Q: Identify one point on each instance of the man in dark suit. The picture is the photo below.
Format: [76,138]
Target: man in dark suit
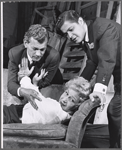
[35,51]
[102,43]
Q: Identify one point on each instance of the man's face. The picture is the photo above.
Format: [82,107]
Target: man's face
[35,49]
[69,99]
[75,31]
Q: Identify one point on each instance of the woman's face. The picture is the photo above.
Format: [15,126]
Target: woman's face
[69,99]
[75,31]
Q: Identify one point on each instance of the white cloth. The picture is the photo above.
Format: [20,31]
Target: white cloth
[49,110]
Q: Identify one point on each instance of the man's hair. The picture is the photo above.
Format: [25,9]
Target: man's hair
[70,15]
[81,86]
[36,31]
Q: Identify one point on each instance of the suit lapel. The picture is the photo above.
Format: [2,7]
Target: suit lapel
[90,32]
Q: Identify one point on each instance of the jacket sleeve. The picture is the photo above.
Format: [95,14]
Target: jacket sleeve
[51,66]
[13,69]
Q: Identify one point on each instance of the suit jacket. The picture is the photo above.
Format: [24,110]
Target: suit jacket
[106,36]
[49,61]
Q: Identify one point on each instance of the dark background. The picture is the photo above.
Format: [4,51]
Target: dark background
[18,16]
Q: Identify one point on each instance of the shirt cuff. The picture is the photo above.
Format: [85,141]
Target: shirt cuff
[100,88]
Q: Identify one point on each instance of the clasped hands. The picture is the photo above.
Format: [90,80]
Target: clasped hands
[30,94]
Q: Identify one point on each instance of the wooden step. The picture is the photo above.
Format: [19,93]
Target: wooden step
[69,65]
[74,54]
[68,76]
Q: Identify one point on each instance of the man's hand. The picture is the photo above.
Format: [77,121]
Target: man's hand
[38,77]
[23,69]
[98,95]
[30,95]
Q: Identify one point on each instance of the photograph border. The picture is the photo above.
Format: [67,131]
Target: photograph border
[1,58]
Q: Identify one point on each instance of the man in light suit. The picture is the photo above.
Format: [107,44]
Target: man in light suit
[101,39]
[34,54]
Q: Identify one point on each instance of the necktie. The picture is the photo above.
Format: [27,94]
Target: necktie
[32,64]
[88,51]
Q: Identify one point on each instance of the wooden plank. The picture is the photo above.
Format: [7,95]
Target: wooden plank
[109,11]
[87,5]
[98,9]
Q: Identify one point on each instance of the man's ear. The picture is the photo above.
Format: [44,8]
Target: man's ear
[80,21]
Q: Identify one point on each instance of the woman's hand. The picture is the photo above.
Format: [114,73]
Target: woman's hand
[38,77]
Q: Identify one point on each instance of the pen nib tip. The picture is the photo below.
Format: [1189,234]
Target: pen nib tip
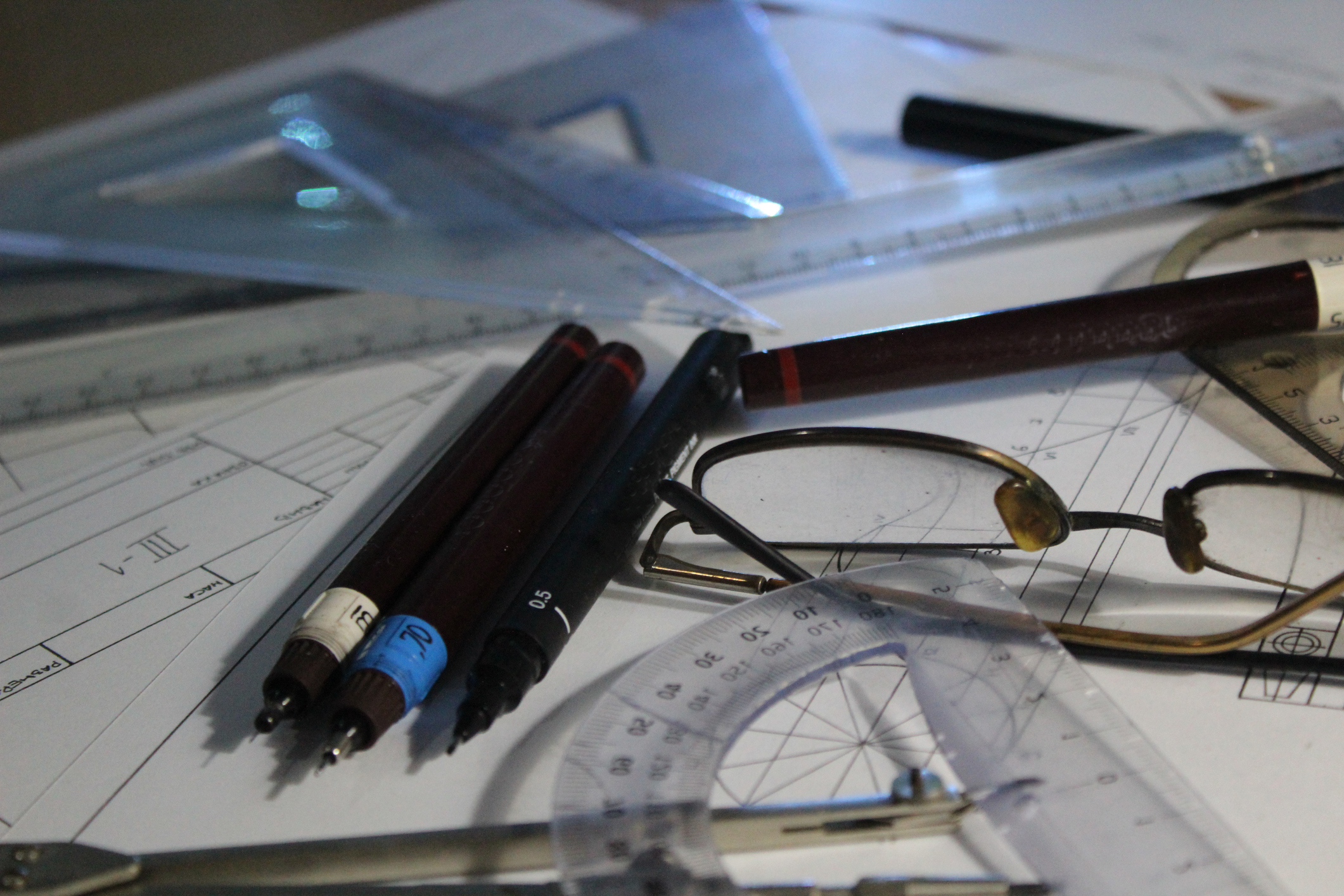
[342,743]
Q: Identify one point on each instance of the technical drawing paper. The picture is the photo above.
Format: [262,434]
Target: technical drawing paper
[106,578]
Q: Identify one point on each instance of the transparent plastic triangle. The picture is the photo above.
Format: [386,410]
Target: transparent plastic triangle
[347,183]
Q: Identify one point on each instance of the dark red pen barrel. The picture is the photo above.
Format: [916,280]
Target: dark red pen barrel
[456,586]
[305,668]
[1136,321]
[387,561]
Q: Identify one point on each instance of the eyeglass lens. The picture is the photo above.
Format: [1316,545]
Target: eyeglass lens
[861,495]
[1290,536]
[864,495]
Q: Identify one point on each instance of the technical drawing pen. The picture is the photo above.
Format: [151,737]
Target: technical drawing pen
[598,538]
[338,621]
[449,596]
[1285,298]
[992,133]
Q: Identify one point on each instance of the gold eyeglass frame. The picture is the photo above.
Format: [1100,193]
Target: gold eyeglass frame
[1034,516]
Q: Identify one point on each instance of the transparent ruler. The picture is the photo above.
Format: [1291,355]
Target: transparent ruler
[990,202]
[1295,382]
[734,240]
[80,374]
[1069,782]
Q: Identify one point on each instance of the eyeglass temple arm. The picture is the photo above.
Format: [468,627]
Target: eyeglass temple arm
[702,513]
[662,566]
[1108,520]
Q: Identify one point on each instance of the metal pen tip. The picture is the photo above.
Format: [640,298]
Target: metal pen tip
[267,720]
[277,710]
[340,745]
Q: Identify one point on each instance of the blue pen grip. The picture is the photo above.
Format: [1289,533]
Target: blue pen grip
[410,652]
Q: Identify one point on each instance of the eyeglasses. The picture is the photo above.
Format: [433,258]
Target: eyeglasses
[848,489]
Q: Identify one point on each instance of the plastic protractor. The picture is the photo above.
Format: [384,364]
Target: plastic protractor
[1295,382]
[1056,765]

=======

» TASK DETAILS: Using the data above, return each line that includes the word "below".

» SOLUTION:
Q: Identify one point on each instance of the man in dark suit. The picture is the photo below.
Q: Identify one point on each instance of the pen nib tip. The picture is the photo below.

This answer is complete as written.